Wherever the string "building" shows up in the data below, copy the whole line.

### Records for processing
# # #
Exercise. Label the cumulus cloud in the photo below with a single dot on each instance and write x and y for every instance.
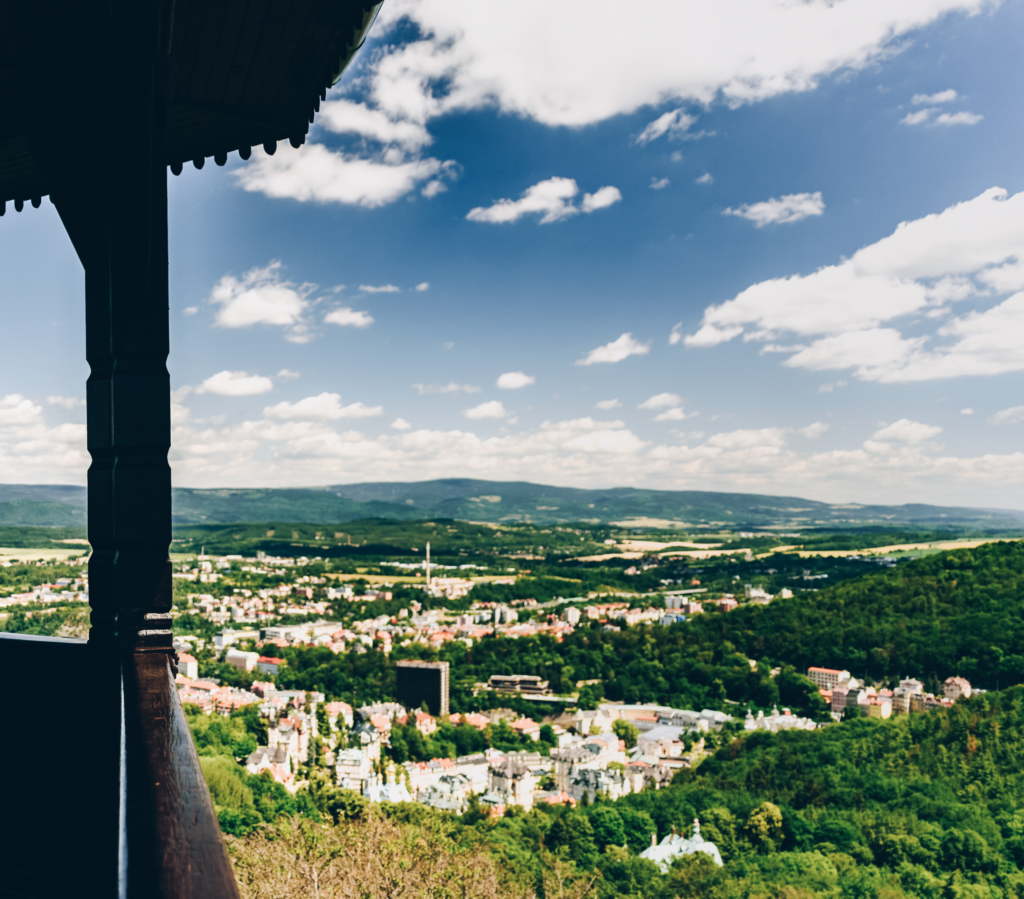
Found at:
(236, 384)
(451, 387)
(347, 316)
(906, 431)
(1007, 416)
(675, 123)
(673, 415)
(515, 380)
(815, 430)
(928, 117)
(550, 199)
(326, 407)
(600, 199)
(492, 410)
(33, 452)
(943, 96)
(516, 58)
(785, 210)
(345, 117)
(581, 452)
(261, 297)
(741, 51)
(66, 401)
(622, 347)
(313, 173)
(972, 250)
(381, 289)
(662, 400)
(962, 118)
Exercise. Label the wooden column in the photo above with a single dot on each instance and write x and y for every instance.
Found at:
(157, 822)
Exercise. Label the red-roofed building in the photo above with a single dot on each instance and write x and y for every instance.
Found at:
(269, 665)
(527, 727)
(827, 677)
(187, 665)
(425, 724)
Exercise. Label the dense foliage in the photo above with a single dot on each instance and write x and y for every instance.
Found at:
(953, 612)
(929, 805)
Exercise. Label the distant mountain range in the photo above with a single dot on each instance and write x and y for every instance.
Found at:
(500, 501)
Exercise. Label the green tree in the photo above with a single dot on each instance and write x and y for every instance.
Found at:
(626, 731)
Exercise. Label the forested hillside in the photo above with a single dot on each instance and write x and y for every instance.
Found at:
(928, 805)
(954, 612)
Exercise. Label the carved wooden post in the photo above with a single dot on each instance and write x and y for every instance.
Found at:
(111, 191)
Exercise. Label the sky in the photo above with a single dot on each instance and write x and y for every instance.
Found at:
(756, 246)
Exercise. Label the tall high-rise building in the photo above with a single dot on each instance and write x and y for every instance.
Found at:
(421, 682)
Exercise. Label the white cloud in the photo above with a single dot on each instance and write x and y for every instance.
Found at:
(958, 119)
(313, 173)
(236, 384)
(600, 199)
(906, 431)
(1008, 416)
(346, 117)
(660, 400)
(32, 452)
(325, 407)
(815, 430)
(928, 117)
(260, 297)
(552, 199)
(66, 401)
(550, 63)
(382, 289)
(674, 415)
(622, 347)
(579, 453)
(515, 380)
(919, 118)
(943, 96)
(969, 251)
(492, 410)
(451, 387)
(784, 210)
(675, 123)
(347, 316)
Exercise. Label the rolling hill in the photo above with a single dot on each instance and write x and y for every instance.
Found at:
(503, 501)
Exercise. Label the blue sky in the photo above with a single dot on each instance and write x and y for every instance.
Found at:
(677, 238)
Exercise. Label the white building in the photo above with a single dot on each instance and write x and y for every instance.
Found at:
(675, 845)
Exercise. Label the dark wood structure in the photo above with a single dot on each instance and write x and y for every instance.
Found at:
(97, 98)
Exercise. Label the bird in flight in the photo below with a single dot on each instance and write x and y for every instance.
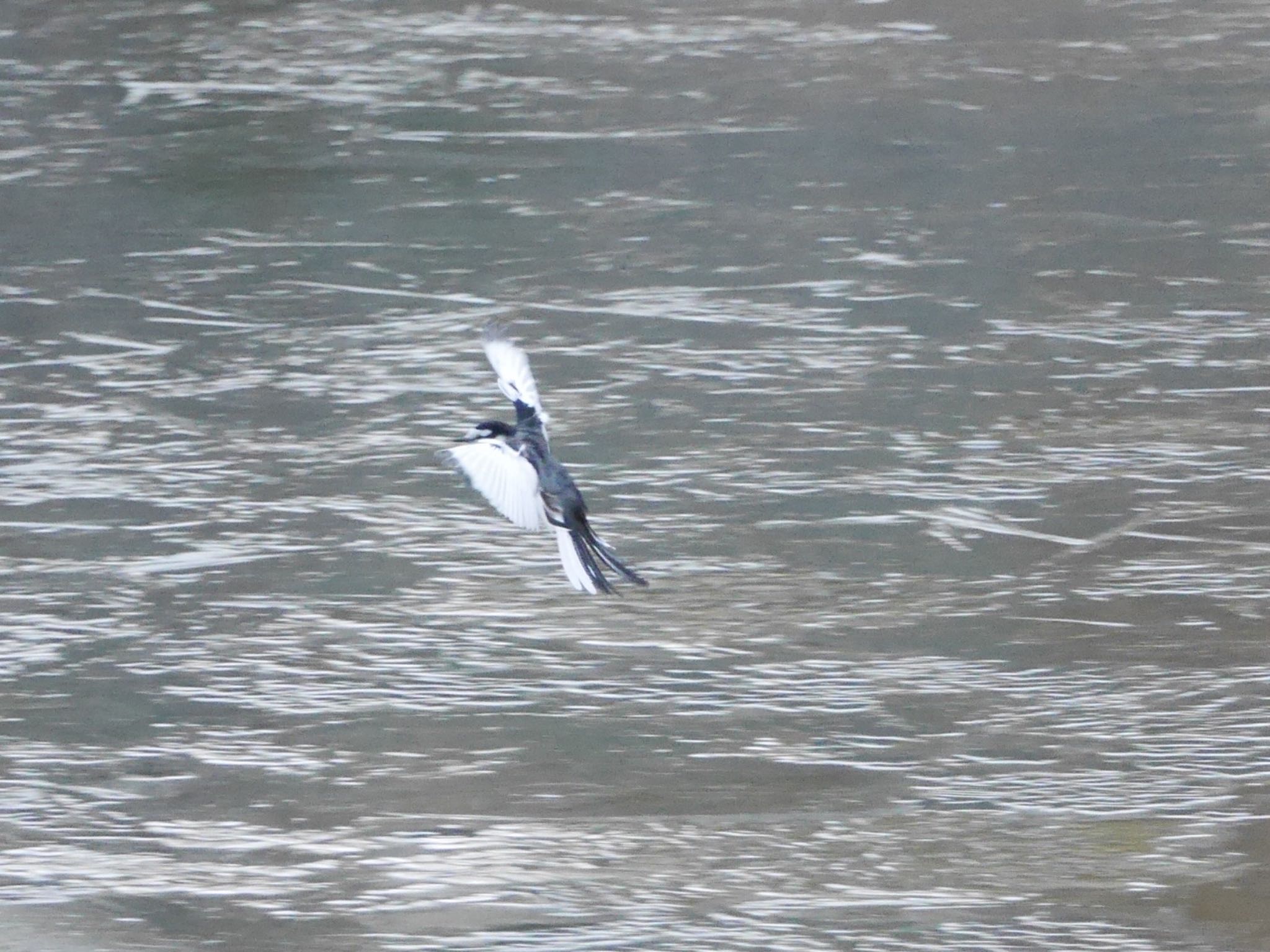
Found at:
(513, 469)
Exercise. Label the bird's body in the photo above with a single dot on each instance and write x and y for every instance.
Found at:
(512, 466)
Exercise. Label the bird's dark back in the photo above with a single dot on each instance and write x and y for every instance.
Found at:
(554, 479)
# # #
### Result of the exercise
Exercise. Label the red-roofed building in the photo above with a single dot on each instance and write x and y for every instance.
Exercise. Label the tall high-rise building in the photo above with a single dot on each instance and write x and y for every instance.
Exercise. Label the white building in the photo above with a single dot on each instance and write x and y for every instance.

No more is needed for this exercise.